Try it - Please, without any pictures, transcribe the lines from the one holding "of the dark-skinned" to the end of the listing, both ends included.

Extracted material -

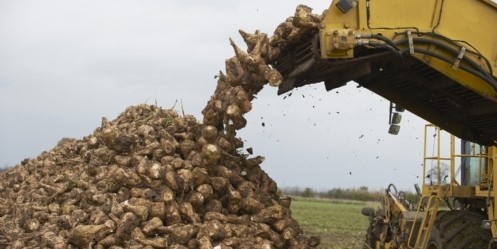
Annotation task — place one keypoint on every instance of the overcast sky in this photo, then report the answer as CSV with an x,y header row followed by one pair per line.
x,y
66,64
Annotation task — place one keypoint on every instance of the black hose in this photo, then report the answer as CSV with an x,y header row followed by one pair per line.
x,y
447,48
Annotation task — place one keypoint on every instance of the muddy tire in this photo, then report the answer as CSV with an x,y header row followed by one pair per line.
x,y
458,230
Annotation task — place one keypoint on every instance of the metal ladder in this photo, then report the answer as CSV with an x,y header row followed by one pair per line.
x,y
429,217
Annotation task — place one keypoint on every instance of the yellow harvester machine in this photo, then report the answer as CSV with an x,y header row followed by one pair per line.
x,y
437,59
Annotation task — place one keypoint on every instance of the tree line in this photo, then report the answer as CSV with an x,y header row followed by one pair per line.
x,y
360,194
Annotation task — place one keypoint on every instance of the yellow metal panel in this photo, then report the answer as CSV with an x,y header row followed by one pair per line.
x,y
402,13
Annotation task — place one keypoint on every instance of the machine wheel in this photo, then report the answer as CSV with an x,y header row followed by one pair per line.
x,y
458,230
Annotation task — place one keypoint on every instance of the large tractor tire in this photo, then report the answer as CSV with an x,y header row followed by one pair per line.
x,y
459,230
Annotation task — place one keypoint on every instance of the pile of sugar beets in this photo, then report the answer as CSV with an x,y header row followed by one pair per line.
x,y
155,179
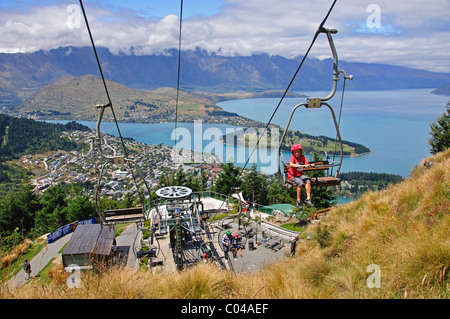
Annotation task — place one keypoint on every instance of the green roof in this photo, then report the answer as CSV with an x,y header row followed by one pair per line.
x,y
285,208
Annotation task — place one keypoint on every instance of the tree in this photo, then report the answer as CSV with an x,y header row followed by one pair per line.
x,y
54,210
80,208
440,133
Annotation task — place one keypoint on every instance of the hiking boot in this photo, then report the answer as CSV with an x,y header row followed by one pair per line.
x,y
308,202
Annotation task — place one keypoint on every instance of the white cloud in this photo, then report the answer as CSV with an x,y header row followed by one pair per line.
x,y
410,33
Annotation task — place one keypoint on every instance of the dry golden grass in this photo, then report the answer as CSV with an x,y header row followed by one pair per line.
x,y
14,254
403,230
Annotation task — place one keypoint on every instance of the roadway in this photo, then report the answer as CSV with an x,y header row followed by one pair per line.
x,y
129,241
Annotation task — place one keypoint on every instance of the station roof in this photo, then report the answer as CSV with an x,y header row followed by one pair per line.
x,y
91,239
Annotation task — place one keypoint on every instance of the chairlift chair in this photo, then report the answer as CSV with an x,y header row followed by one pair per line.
x,y
328,164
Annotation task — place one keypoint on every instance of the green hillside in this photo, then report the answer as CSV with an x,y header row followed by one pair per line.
x,y
390,244
75,98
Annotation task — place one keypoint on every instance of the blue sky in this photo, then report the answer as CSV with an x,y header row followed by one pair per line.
x,y
411,33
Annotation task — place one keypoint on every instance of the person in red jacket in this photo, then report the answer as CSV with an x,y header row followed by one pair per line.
x,y
297,162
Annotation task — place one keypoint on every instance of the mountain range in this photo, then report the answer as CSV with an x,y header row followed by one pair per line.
x,y
23,74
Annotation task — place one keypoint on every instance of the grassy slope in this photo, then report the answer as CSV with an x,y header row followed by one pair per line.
x,y
403,230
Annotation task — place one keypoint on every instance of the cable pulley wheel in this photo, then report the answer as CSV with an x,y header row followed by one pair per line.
x,y
173,192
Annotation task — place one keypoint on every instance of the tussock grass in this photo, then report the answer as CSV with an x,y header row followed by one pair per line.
x,y
403,230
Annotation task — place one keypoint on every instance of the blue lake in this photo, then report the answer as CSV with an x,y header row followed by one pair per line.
x,y
395,125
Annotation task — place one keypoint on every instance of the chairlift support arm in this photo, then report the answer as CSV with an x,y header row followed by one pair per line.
x,y
319,102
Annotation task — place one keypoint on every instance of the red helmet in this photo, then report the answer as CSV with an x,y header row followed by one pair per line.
x,y
296,147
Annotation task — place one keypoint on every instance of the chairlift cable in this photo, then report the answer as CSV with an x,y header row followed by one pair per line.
x,y
319,29
339,119
179,70
142,198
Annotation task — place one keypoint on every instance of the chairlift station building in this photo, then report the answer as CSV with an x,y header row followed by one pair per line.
x,y
89,243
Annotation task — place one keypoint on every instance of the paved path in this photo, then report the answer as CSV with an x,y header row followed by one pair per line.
x,y
129,242
40,261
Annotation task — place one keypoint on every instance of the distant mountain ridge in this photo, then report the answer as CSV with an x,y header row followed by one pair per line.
x,y
22,74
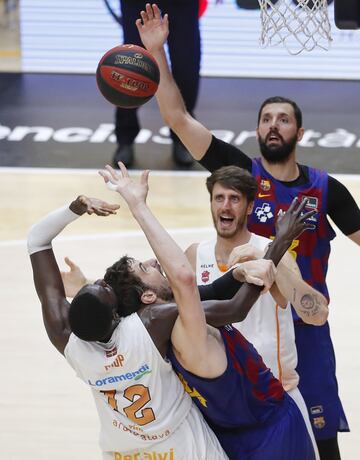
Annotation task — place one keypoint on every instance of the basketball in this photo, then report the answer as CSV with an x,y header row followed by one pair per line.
x,y
127,76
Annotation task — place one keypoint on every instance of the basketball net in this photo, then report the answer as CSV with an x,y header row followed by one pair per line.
x,y
301,26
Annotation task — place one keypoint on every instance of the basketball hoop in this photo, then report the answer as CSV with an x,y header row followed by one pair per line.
x,y
300,25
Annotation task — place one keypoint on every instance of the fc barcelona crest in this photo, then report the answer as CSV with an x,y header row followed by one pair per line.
x,y
205,276
319,422
265,185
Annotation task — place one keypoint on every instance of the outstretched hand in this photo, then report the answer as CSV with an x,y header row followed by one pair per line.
x,y
84,204
293,222
134,193
153,28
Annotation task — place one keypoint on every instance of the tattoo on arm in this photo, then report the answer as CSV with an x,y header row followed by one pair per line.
x,y
310,304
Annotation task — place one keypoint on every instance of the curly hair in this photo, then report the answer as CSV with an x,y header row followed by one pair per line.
x,y
283,100
235,178
127,286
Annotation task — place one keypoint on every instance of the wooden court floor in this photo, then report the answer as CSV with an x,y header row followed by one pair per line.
x,y
45,411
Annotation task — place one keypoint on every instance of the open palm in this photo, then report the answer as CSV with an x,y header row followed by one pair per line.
x,y
153,28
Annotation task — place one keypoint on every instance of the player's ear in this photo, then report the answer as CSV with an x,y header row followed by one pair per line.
x,y
250,208
148,297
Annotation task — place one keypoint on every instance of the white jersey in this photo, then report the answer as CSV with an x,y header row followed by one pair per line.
x,y
141,403
267,326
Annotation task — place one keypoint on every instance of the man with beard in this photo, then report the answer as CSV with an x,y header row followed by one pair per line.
x,y
269,325
280,178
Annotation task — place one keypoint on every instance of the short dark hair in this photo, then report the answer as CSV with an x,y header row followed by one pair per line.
x,y
235,178
283,100
127,286
89,318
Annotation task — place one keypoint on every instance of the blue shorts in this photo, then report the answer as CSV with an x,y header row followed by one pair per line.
x,y
318,384
284,437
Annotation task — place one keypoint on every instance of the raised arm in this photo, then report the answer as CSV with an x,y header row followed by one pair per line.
x,y
46,273
289,286
154,30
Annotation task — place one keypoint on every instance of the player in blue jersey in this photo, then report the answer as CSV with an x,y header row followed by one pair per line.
x,y
247,408
280,179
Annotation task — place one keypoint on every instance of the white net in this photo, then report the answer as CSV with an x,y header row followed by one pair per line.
x,y
298,24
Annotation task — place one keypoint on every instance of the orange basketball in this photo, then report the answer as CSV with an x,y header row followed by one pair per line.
x,y
127,76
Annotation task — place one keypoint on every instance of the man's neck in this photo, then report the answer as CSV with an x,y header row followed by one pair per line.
x,y
224,246
286,172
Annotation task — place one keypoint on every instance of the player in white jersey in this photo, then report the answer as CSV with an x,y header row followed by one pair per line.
x,y
143,408
269,324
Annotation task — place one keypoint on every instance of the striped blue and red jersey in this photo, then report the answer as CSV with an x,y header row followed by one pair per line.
x,y
246,394
273,198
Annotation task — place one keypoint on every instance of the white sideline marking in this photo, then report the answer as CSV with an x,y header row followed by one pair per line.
x,y
125,234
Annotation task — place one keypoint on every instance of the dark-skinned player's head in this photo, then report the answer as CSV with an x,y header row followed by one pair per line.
x,y
93,312
279,129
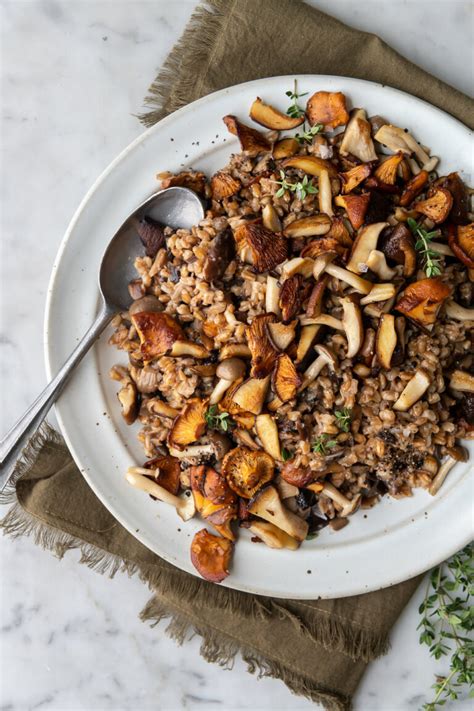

Completed exercise -
Annotation task — place one keypoint on every instance of the dark-skinned player's head in this photo, then report the answer as CSV with an x,y header row followed by one pair per line.
x,y
93,312
279,129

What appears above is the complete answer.